■ **Problem**:
Which lines in the entries below contain the string "sleeve", treating uppercase and lowercase as different? Pick out each of those lines and copy it.

■ **Extracted material**:
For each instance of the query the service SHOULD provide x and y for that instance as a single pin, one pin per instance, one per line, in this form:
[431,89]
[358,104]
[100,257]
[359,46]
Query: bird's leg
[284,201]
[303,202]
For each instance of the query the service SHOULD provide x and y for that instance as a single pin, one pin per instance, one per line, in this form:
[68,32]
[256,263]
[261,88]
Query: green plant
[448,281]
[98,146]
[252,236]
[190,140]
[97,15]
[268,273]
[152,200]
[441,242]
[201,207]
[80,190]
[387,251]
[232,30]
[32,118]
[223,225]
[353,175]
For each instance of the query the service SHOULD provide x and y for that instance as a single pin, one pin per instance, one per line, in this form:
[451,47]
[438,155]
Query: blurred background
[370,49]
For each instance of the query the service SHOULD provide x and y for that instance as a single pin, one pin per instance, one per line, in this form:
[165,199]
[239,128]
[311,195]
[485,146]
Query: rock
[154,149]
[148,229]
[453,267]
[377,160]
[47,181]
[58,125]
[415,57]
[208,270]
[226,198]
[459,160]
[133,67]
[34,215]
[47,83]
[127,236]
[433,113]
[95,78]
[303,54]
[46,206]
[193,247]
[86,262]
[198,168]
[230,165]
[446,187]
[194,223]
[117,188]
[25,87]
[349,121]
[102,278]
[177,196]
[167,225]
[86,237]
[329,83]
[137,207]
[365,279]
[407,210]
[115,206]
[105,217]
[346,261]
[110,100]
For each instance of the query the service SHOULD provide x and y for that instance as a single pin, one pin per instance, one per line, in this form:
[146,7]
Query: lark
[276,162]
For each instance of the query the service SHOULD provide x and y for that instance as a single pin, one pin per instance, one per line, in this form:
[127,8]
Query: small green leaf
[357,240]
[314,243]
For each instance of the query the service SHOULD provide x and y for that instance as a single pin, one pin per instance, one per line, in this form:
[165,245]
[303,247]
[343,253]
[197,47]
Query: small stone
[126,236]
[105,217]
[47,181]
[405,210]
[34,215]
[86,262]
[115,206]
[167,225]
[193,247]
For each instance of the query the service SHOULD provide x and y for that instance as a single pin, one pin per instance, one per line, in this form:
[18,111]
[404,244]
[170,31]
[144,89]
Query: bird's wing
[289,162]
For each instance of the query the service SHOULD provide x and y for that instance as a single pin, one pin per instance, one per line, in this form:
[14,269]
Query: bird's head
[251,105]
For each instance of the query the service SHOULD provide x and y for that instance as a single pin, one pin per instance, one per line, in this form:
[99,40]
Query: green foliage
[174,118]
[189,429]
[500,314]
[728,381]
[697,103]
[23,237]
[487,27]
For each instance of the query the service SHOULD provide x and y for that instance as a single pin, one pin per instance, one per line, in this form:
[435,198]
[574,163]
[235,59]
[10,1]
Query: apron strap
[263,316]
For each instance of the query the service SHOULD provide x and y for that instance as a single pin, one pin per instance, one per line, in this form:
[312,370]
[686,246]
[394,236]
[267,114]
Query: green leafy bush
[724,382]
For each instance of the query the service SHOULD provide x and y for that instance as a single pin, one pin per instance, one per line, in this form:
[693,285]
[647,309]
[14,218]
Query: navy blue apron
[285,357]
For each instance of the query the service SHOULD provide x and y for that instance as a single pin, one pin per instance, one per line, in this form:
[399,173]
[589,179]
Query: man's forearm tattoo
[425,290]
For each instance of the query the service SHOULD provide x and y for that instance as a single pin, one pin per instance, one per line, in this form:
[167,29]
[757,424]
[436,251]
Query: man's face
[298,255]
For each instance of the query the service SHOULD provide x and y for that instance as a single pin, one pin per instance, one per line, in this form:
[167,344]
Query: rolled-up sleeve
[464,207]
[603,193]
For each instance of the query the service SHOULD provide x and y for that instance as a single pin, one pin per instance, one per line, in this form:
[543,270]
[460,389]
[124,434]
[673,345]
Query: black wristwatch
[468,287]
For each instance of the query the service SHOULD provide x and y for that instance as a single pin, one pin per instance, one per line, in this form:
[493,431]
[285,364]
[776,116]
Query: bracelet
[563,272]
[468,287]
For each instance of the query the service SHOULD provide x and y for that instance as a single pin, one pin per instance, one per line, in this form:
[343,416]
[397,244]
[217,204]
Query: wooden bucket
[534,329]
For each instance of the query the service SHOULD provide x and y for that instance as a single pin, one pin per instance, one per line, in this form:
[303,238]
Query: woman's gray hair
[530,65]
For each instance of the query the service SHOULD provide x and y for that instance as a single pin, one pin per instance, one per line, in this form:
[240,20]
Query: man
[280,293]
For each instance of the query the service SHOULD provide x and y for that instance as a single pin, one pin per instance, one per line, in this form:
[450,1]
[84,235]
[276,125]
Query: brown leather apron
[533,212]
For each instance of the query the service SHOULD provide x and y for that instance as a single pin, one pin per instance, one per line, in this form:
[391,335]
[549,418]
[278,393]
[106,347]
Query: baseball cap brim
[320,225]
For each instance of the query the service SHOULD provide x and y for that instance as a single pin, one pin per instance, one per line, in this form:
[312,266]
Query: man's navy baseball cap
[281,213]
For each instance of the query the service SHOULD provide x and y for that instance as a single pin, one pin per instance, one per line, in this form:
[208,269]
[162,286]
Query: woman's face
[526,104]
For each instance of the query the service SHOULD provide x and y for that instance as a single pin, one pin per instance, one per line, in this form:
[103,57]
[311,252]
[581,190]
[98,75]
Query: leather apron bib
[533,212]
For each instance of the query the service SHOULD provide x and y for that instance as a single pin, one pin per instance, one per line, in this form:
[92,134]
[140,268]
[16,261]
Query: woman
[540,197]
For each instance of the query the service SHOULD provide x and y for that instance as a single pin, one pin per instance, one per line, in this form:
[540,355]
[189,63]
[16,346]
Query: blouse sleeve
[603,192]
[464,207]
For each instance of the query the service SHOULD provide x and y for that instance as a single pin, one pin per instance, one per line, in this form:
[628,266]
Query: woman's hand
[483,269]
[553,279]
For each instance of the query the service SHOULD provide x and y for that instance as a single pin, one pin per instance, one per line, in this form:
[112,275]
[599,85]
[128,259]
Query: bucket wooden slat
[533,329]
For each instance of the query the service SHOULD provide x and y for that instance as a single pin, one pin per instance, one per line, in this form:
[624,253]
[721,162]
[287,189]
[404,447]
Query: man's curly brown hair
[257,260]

■ **Solution to this problem**:
Query: rolled-up sleeve
Query: blouse sleeve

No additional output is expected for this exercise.